Stored items

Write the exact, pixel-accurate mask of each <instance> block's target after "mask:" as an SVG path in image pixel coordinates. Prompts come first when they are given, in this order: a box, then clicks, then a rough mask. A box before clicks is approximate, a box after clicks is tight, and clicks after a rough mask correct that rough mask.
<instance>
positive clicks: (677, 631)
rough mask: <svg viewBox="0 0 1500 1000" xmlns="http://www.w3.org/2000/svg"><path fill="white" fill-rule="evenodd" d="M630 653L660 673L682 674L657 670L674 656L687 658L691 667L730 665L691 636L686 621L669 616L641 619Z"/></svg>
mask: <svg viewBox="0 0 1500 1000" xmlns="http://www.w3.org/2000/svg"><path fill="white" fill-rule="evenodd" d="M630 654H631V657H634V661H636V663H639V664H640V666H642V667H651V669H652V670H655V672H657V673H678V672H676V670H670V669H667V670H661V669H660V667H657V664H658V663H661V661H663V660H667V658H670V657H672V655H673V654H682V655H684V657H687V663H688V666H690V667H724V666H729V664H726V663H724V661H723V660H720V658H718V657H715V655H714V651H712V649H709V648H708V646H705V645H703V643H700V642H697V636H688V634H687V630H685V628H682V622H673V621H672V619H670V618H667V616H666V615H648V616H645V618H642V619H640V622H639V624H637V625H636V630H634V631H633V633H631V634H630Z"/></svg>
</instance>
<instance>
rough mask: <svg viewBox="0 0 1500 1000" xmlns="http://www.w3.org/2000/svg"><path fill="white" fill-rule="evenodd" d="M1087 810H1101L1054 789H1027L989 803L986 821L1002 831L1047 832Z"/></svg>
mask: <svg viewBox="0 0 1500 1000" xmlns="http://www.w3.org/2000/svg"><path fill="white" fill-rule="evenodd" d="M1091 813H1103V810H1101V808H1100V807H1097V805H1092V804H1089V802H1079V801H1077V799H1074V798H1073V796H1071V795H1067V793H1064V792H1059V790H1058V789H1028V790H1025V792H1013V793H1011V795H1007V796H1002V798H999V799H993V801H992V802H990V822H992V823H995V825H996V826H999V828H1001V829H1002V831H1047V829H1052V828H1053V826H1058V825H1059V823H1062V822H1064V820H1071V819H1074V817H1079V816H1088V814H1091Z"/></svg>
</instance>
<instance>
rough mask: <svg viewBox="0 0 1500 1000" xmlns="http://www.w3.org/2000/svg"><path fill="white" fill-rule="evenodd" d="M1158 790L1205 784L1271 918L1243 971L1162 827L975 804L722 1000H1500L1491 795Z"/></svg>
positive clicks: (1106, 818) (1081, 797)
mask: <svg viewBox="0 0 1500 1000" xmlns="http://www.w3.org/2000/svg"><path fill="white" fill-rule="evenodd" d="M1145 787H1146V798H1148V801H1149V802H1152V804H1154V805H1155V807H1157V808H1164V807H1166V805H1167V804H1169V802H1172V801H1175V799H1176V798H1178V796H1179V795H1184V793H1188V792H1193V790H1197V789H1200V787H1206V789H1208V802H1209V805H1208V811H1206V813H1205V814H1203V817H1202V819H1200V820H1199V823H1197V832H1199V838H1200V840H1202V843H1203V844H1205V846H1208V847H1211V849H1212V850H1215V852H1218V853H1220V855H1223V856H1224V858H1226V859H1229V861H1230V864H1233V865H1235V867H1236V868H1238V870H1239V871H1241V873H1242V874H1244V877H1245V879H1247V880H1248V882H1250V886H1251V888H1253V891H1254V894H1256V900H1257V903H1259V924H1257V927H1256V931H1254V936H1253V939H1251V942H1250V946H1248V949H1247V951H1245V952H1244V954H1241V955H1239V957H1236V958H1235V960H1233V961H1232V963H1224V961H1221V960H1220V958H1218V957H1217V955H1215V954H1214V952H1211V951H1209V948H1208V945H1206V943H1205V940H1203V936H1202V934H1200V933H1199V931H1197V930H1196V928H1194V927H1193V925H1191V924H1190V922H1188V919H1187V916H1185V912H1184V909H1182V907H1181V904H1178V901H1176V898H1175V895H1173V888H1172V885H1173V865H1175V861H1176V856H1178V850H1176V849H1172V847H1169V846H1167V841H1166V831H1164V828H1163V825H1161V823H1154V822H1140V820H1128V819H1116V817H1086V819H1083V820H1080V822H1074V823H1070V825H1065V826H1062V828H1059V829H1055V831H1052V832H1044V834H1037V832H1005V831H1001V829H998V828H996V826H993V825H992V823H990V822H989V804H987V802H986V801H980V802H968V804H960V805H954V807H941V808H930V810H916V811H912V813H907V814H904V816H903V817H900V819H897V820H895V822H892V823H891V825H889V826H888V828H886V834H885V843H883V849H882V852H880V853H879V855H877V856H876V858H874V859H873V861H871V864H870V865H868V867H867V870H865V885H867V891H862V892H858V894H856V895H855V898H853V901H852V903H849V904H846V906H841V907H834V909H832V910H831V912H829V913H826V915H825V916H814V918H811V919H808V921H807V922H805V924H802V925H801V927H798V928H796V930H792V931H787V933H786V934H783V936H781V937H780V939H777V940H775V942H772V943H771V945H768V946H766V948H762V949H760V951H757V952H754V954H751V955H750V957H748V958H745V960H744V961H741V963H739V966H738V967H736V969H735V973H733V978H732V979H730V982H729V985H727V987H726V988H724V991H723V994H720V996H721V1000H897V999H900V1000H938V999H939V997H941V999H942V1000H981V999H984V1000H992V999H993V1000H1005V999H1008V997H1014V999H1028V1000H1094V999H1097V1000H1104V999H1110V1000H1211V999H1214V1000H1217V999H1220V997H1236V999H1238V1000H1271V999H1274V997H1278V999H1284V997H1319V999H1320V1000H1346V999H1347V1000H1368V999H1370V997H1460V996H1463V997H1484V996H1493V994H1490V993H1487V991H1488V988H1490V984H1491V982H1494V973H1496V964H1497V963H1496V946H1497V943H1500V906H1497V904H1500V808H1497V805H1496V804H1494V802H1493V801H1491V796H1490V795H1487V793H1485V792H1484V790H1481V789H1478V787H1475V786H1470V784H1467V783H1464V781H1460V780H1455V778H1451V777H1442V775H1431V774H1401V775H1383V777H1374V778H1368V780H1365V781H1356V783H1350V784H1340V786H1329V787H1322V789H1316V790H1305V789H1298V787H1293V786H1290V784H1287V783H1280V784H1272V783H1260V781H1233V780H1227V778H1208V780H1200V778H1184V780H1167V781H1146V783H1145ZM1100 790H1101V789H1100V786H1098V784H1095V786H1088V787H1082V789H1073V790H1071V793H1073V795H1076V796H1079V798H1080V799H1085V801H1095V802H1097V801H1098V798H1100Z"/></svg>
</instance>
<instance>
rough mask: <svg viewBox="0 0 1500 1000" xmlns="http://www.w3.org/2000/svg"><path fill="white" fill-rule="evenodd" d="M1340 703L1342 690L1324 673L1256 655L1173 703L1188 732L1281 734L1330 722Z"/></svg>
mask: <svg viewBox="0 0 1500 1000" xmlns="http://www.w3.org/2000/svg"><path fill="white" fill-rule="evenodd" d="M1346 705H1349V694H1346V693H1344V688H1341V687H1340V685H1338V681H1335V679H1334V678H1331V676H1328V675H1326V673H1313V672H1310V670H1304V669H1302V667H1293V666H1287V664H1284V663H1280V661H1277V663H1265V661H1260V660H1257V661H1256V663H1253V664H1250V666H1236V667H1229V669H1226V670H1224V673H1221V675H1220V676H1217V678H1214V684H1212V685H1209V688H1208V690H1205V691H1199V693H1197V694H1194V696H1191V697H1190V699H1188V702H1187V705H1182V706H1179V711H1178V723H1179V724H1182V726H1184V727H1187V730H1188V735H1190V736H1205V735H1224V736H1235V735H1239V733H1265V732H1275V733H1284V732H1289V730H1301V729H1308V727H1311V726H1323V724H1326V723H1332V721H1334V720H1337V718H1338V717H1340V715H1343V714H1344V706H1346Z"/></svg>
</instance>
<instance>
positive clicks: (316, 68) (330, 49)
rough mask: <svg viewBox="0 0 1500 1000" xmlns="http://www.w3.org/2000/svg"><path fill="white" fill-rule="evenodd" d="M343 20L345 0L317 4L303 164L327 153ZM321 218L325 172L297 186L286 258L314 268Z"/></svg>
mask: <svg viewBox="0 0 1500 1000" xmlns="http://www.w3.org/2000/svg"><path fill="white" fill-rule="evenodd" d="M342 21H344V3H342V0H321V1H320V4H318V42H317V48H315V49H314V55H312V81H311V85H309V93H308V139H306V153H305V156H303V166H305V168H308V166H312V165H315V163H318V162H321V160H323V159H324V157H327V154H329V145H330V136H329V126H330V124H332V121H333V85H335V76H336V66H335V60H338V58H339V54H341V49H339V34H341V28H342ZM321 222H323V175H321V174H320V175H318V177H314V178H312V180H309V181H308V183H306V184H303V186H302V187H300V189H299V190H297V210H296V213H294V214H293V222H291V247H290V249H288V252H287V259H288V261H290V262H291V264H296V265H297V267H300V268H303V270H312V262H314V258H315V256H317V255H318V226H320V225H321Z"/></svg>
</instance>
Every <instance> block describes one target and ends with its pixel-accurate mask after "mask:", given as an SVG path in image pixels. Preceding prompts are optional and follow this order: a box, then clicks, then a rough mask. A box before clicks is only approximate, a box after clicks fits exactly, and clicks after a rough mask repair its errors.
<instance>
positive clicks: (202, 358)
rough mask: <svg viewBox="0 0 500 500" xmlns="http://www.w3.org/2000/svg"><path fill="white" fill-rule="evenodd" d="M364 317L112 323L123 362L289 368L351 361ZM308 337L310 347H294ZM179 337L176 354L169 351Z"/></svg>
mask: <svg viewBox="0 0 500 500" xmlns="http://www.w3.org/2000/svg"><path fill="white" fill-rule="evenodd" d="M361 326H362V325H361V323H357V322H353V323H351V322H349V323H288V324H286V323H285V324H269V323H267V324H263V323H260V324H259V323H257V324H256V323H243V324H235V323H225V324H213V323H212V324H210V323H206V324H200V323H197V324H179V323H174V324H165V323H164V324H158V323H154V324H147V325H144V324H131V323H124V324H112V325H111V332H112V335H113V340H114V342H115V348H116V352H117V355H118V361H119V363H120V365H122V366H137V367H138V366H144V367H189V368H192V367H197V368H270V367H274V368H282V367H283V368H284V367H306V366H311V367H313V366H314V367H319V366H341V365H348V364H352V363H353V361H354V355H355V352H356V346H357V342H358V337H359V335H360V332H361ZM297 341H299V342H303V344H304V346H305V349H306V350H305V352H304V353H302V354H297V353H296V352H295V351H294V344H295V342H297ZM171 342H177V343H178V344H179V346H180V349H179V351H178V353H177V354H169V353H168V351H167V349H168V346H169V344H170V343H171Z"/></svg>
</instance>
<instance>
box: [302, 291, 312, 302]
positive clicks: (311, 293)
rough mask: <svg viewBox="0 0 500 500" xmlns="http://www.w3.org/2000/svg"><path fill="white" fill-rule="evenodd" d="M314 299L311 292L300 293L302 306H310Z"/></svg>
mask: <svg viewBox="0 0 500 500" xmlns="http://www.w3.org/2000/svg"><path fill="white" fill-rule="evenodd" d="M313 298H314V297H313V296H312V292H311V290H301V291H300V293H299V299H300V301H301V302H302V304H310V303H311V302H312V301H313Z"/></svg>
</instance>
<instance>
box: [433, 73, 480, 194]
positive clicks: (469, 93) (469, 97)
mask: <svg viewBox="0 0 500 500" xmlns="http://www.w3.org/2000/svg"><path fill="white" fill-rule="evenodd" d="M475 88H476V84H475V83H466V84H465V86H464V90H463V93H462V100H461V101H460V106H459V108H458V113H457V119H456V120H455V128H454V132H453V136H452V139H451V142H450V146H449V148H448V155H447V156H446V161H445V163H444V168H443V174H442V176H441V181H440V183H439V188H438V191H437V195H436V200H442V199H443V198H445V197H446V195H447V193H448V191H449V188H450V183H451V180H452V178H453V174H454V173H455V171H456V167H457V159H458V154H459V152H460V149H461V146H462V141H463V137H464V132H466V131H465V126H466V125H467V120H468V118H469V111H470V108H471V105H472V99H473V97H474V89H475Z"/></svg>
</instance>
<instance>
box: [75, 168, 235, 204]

* [EXERCISE] Gather each line of the listing above that contains the string "positive", and copy those lines out in full.

* [FINISHED TASK]
positive clicks: (677, 631)
positive clicks: (1106, 818) (1081, 797)
positive clicks: (316, 68) (330, 49)
positive clicks: (202, 358)
positive clicks: (311, 293)
positive clicks: (469, 93) (469, 97)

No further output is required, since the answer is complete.